EXERCISE —
Below are records; work out how many of their lines hold the string "pointer" and give that number alone.

Data extracted from a collection —
####

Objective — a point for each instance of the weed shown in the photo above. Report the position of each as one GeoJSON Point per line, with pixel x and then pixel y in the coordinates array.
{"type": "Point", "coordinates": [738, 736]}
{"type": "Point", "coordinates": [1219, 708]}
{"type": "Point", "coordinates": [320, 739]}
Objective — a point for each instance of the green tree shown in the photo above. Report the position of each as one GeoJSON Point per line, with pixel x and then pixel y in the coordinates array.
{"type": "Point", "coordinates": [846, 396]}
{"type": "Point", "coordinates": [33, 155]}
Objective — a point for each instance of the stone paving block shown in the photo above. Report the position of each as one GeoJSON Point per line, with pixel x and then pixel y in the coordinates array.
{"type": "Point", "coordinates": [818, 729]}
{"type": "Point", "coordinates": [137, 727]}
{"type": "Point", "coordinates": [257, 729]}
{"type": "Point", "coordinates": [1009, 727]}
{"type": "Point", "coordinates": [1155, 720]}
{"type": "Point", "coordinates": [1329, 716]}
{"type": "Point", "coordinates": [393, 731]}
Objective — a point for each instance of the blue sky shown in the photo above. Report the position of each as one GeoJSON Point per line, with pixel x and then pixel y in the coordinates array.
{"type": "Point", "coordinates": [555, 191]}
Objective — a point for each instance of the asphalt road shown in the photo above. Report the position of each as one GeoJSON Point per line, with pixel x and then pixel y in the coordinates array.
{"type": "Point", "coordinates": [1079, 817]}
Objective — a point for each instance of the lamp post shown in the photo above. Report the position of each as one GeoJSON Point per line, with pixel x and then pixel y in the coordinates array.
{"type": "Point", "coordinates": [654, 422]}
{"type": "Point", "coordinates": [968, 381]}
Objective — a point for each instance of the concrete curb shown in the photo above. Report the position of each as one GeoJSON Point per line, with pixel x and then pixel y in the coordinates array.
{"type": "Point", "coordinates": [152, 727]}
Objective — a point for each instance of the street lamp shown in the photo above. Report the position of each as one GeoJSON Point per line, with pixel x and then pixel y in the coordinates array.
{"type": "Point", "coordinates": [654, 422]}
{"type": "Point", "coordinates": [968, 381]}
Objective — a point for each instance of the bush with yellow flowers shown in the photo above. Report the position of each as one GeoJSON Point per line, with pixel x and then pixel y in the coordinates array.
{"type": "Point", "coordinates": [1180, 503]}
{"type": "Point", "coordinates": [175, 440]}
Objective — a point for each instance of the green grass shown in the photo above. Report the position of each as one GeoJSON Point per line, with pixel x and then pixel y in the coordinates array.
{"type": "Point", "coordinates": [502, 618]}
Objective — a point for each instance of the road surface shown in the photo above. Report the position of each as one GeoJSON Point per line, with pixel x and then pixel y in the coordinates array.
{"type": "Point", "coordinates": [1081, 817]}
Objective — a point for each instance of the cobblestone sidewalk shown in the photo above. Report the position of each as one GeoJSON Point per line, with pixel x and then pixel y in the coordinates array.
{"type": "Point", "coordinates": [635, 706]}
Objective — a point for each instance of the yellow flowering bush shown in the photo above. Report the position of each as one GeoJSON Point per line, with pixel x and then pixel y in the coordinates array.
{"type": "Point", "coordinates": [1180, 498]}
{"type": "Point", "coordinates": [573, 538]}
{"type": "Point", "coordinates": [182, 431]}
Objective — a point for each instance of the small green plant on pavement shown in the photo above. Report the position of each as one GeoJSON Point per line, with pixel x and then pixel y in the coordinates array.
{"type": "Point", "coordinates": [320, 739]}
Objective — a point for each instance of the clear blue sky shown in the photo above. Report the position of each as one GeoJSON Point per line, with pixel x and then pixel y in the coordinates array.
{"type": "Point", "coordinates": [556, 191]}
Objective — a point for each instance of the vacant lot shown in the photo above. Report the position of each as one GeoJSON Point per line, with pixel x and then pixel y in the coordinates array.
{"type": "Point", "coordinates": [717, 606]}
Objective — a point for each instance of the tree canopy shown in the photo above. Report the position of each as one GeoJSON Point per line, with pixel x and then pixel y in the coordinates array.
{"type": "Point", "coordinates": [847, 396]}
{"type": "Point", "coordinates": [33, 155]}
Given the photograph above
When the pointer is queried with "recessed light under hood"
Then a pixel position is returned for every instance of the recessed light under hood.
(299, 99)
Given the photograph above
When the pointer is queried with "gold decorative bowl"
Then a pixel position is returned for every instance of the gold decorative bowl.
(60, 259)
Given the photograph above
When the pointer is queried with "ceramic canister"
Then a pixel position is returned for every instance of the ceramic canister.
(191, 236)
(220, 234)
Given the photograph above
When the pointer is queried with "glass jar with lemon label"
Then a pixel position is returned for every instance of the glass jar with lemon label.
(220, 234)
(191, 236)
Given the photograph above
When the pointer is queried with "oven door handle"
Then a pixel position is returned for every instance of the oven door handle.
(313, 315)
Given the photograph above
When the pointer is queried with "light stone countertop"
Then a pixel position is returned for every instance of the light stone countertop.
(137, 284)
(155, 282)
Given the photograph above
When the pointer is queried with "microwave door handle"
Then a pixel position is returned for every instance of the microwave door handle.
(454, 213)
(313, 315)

####

WRITTEN ANSWER —
7